# WHAT YOU SHOULD DO
Answer these questions from the forum thread on whole house filters versus the minijet:
1. How much did the filter cost that Runningwolf lost by drying it?
2. How many gallons of clear wine has Runningwolf filtered at a time with each system?
3. What is the anti microbial coating that Wade E warns about called?

# Whole house vs minijet



## Flem (Mar 8, 2011)

Will a whole house filtration system do as good of a job as a minijet system?
Better, worse or comparable?


----------



## roblloyd (Mar 8, 2011)

Should be similar but much less $. Plus the vacuum pump will have other uses.


----------



## Wade E (Mar 8, 2011)

Seeing as how you have many more options for microns it will do much better. Ive heard from many people that the Minijet leaks a lot but thats just here say as I dont have one! The whole house filters can be saved and reused many times over also.


----------



## winemaker_3352 (Mar 8, 2011)

I have one and I like it a lot. But that being said - I now have a vacuum pump and when the minijet goes out - i will just use the vacuum pump and setup a filtration system with it.

The vacuum pump is much more versatile: filter, rack, degass, bottling, etc.


----------



## Runningwolf (Mar 8, 2011)

I own and use both of them. *The whole house is way better hands down*. I reuse my filter over and over, it doesn't leak, its possible to hook up a series of filters and I can filter and bottle in one step. The whole house filter has no mechanical or moving parts but requires a vacuum pump which has several other uses.

The filter pads are a lot cheaper for the mini-jet and you throw them away. Filtering clear wine I have filtered over 24 gallons at a time from both of them. 

With my experience if I had to choose between the two it would be the whole house in a heart beat. Money is not an issue as overall they'll be close in cost.


----------



## Wade E (Mar 8, 2011)

Etc..... Do you have something you need to share with us. If you have more ideas of what to do with it Id love to know!!!!


----------



## Deezil (Mar 8, 2011)

Wade E said:


> Etc..... Do you have something you need to share with us. If you have more ideas of what to do with it Id love to know!!!!



Someone needs to work a vacuum pump and a beer-hat together


----------



## Vanterax (Mar 8, 2011)

Now I'm starting to regret not ordering a WH filter from Wade along with my new pump.


----------



## Flem (Mar 9, 2011)

Vanterax said:


> Now I'm starting to regret not ordering a WH filter from Wade along with my new pump.



It's never too late---right Wade?


----------



## WinoOutWest (Mar 9, 2011)

I've had my pump for a year now but I just did my first vacuum filtering with my home filter setup. Easy as pie and it does make a noticeable difference in my white. Definitely more sparkle.

How/what are you filterers doing with storing your filters between batches. Right now mine are sitting in water. Can I just leave that in the filter housing or should I dry it out?

Cheers!
Darren


----------



## Runningwolf (Mar 9, 2011)

I would NOT go the dry route! I lost a $60 filter doing that. I thought it was dry after 10 days and put it away in a open plastic bag on the shelf. Next time I went to use it, it was full of mold. I only got to use it one time.

Two options are either clean it and keep it in a capsule made from pvc filled with a sanitizing solution of k-meta and ctric acid or Let it dry in the open for a week then place in a plastic zip lock bag and place it in the freezer.


----------



## Vanterax (Mar 9, 2011)

Is there anything special to be looking for in regards to whole house filters? I was looking at a Watts unit with two bonus 5 micron filters at Home Depot. Other than finding the right fittings, is this all I need to get?


----------



## Wade E (Mar 9, 2011)

Pretty much, just be aware that all filters are not the same as some will release lots of filter material and some wont. You also want a pressure release button. No carbon filters!!!! Make sure the filters arent treated in any way as some actually have an anti microbial coating. It is called Microban.


----------

# DATA PROVIDED
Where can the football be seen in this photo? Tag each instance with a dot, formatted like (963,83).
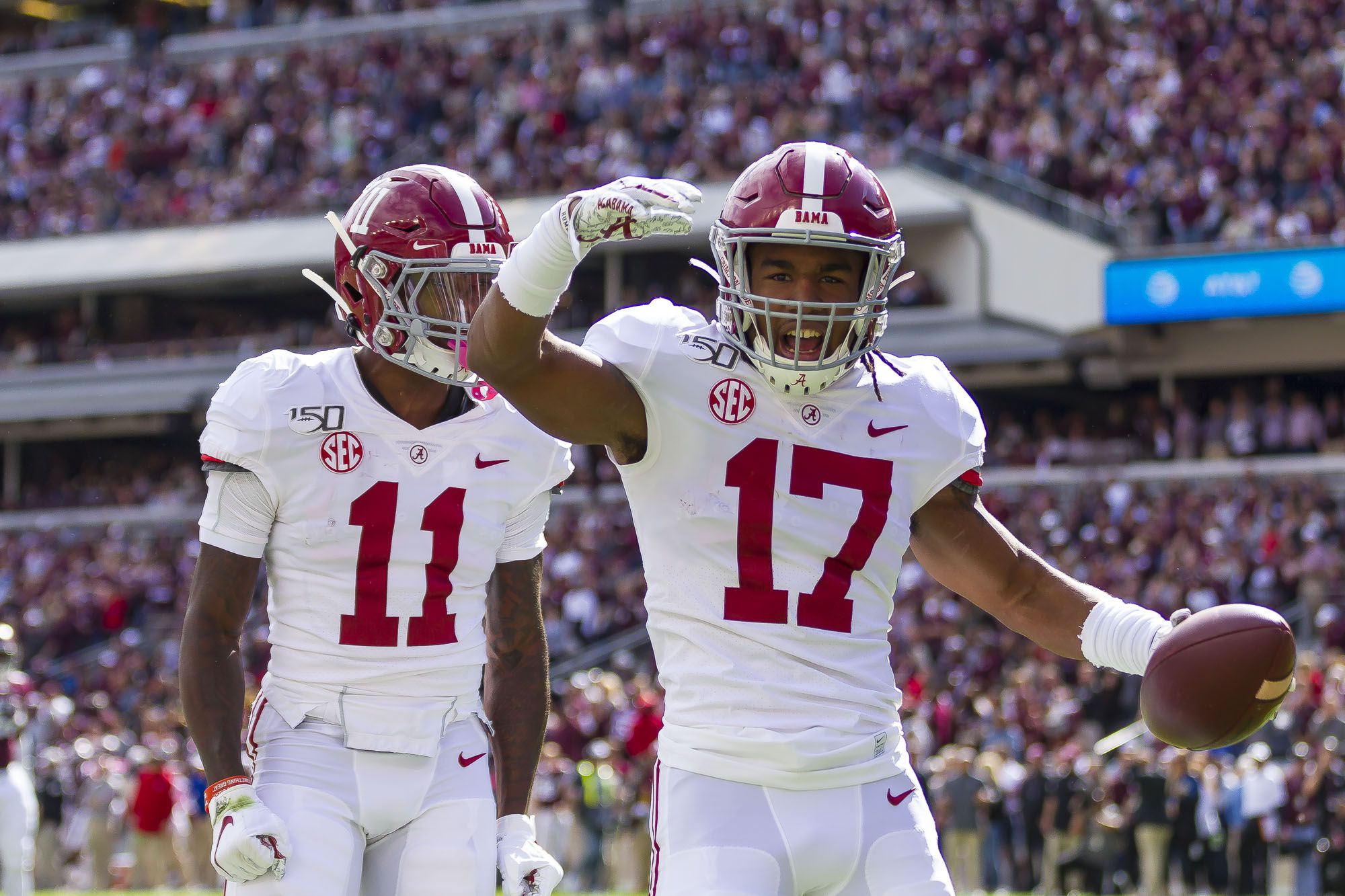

# FINISHED TASK
1. $60
2. Over 24 gallons
3. Microban